AIM: Locate each line in the material below that contains the string "paved", and copy those lines in full.

[Stored data entries]
━━━━━━━━━━
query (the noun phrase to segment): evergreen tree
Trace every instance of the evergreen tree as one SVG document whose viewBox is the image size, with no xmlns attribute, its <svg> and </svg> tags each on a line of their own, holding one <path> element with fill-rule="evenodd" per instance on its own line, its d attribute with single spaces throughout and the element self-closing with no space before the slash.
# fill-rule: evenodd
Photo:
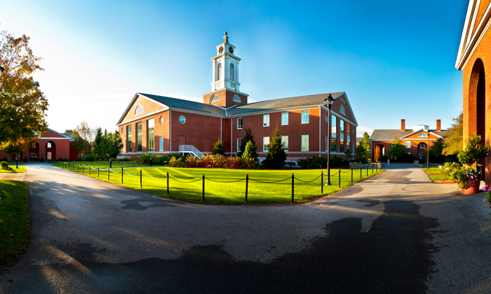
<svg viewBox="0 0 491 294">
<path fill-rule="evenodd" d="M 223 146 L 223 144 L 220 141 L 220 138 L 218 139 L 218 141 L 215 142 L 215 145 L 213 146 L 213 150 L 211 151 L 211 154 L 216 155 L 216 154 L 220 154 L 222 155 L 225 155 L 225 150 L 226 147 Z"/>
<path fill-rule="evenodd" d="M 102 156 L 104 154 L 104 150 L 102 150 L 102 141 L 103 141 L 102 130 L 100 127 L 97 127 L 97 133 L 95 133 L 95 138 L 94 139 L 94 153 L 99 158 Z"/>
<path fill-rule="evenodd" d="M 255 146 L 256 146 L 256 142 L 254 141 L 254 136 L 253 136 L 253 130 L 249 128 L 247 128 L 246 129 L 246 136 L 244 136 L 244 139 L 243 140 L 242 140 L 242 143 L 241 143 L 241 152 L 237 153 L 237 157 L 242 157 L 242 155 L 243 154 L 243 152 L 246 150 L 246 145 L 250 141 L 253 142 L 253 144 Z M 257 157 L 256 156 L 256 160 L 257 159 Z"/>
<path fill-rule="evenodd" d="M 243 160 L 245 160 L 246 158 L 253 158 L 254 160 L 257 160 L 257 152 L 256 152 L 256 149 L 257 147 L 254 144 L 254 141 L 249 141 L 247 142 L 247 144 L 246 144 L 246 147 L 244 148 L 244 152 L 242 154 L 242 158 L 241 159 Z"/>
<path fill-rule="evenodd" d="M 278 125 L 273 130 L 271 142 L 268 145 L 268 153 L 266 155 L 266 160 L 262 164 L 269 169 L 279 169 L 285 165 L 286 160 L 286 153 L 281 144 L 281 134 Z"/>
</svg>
━━━━━━━━━━
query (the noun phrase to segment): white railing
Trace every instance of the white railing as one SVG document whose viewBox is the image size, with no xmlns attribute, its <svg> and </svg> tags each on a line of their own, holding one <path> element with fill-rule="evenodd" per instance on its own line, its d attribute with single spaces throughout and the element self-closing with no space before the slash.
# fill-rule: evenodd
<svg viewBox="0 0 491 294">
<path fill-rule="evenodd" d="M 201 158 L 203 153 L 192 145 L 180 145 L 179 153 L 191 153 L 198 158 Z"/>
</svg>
━━━━━━━━━━
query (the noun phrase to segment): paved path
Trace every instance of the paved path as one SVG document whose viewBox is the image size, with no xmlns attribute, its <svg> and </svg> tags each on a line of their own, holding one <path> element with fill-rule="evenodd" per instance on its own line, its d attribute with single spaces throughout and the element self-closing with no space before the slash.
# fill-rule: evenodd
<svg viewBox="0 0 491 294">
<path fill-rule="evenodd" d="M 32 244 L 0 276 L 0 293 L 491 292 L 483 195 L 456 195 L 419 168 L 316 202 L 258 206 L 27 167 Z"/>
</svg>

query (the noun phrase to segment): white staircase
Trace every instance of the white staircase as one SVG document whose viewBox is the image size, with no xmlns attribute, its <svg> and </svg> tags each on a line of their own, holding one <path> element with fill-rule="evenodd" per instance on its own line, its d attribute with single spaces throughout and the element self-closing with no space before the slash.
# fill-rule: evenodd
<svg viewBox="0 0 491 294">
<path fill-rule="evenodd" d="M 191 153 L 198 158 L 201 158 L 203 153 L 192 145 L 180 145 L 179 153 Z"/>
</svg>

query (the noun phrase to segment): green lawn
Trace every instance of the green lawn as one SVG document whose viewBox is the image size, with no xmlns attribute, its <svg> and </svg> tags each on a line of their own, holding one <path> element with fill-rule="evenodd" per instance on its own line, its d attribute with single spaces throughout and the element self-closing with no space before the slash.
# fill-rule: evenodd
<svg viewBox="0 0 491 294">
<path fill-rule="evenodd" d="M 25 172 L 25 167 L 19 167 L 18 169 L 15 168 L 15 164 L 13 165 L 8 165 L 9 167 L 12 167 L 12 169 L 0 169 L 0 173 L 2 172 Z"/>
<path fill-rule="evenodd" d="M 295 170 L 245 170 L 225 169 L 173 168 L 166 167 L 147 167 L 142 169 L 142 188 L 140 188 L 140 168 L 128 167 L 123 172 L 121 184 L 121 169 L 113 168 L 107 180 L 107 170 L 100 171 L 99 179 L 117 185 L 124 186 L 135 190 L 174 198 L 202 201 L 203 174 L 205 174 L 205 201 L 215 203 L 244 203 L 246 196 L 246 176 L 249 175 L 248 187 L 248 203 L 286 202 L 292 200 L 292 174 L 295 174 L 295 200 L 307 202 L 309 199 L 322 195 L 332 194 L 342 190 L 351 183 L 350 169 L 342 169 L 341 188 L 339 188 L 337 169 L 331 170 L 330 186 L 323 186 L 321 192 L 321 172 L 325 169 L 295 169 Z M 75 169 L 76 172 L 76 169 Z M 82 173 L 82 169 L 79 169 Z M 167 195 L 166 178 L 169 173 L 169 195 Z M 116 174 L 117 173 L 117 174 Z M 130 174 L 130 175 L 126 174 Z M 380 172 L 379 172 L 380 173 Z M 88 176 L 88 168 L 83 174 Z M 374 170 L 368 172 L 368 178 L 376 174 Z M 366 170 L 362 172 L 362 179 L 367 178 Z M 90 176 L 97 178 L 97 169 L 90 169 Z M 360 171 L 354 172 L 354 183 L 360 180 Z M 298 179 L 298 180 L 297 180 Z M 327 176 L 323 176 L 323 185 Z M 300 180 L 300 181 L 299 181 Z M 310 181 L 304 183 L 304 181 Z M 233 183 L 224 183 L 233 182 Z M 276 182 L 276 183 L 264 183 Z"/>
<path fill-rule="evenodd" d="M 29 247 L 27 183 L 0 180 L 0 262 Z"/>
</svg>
━━━━━━━━━━
ANSWER FOR THE TASK:
query (the noun phrase to segment): paved path
Trace every instance of the paved path as one SVG document whose viewBox is the image size, with no xmlns attribute, its <svg> and </svg> tags each on a line of their own, holding one <path> element with fill-rule="evenodd" per instance on its own line, its d attribute with single spaces throughout and the element self-closing with no space before the slash.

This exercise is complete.